→ Document excerpt:
• Studies show differing opinions on enforcing patient care quality

    A pair of recent studies demonstrate that the medical community is far from unified on the subject of rewarding or penalizing physicians based on the quality of patient care.

    The American Association of Physician Leadership and the Navigant Center for Healthcare Research and Policy Analysis jointly polled almost 2,400 physician leaders and medical executives and reported that 69 percent of them agreed or strongly agreed that physicians should be held accountable for both the cost and quality of care they provide to patients.

    Sixty-three percent of those surveyed disagreed or strongly disagreed that the ongoing shift from fee-for-service reimbursement to payments based on value will hurt the quality of patient care.

    In a released statement, Paul Keckley, Navigant’s managing director, said the leaders' support for greater accountability would likely cause “tension at home,” given that many physicians object to being held accountable when they have little or no control over the costs of tests, procedures, and medical devices.

    “If leaders think their rank-and-file members need to be held accountable for costs,” Keckley said, “we had better quickly come to some consistent methodology for determining how a clinician is to know what costs are, and then a methodology for incenting them for lower cost and protecting them from frivolous lawsuits (if they deny care to control costs).”

→ Activities:
(1) In the article on physician accountability for care quality, what percentage of those polled agreed or strongly agreed that physicians should be held accountable for both the cost and quality of care?
(2) Please extend the article on physician accountability for care quality, picking up after its final sentence.

→ Records provided:
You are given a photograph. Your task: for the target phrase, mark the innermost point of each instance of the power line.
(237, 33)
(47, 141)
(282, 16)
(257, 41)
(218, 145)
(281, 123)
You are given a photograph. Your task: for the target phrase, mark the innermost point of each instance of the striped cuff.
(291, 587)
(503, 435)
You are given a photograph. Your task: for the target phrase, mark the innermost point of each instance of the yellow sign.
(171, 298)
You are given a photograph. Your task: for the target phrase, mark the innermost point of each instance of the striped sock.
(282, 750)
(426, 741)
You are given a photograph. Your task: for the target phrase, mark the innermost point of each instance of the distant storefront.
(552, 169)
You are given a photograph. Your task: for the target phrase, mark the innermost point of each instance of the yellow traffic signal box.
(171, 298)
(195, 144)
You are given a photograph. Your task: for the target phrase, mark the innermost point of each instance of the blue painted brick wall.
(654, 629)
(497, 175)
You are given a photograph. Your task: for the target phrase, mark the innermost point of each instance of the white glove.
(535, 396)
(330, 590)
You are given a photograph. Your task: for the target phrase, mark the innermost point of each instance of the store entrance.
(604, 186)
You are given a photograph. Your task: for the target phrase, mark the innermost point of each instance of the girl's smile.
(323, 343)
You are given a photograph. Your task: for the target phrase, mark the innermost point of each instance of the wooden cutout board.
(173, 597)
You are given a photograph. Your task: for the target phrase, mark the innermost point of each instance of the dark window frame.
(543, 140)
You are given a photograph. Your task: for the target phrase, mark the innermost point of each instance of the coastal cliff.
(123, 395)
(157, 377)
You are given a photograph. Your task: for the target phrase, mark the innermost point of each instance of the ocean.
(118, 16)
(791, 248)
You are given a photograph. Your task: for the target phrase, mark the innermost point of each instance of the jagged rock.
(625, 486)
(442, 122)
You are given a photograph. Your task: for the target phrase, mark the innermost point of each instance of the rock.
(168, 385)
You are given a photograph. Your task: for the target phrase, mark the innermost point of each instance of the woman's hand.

→ Responses by item number:
(1) 69 percent

(2)
    Partially echoing Keckley’s comments, a new study by The Commonwealth Fund and the Kaiser Family Foundation found that half of the 1,624 primary care physicians who participated said the increased use of quality measures to evaluate provider performance was hurting the quality of care. Interestingly, that percentage was the same whether the physician was currently receiving quality-based incentive payments or not.

    Only 22 percent of physicians said they felt the use of quality performance measures was improving care (the number was slightly higher, 28 percent, among physicians currently paid based on quality).

    In total, 55 percent of the physicians reported receiving some sort of financial incentive based on quality or efficiency.

    Fifty-two percent of physicians also said financial penalties for unnecessary hospital admission or readmissions were hurting care quality. Only one in six said programs with those types of penalties were helping.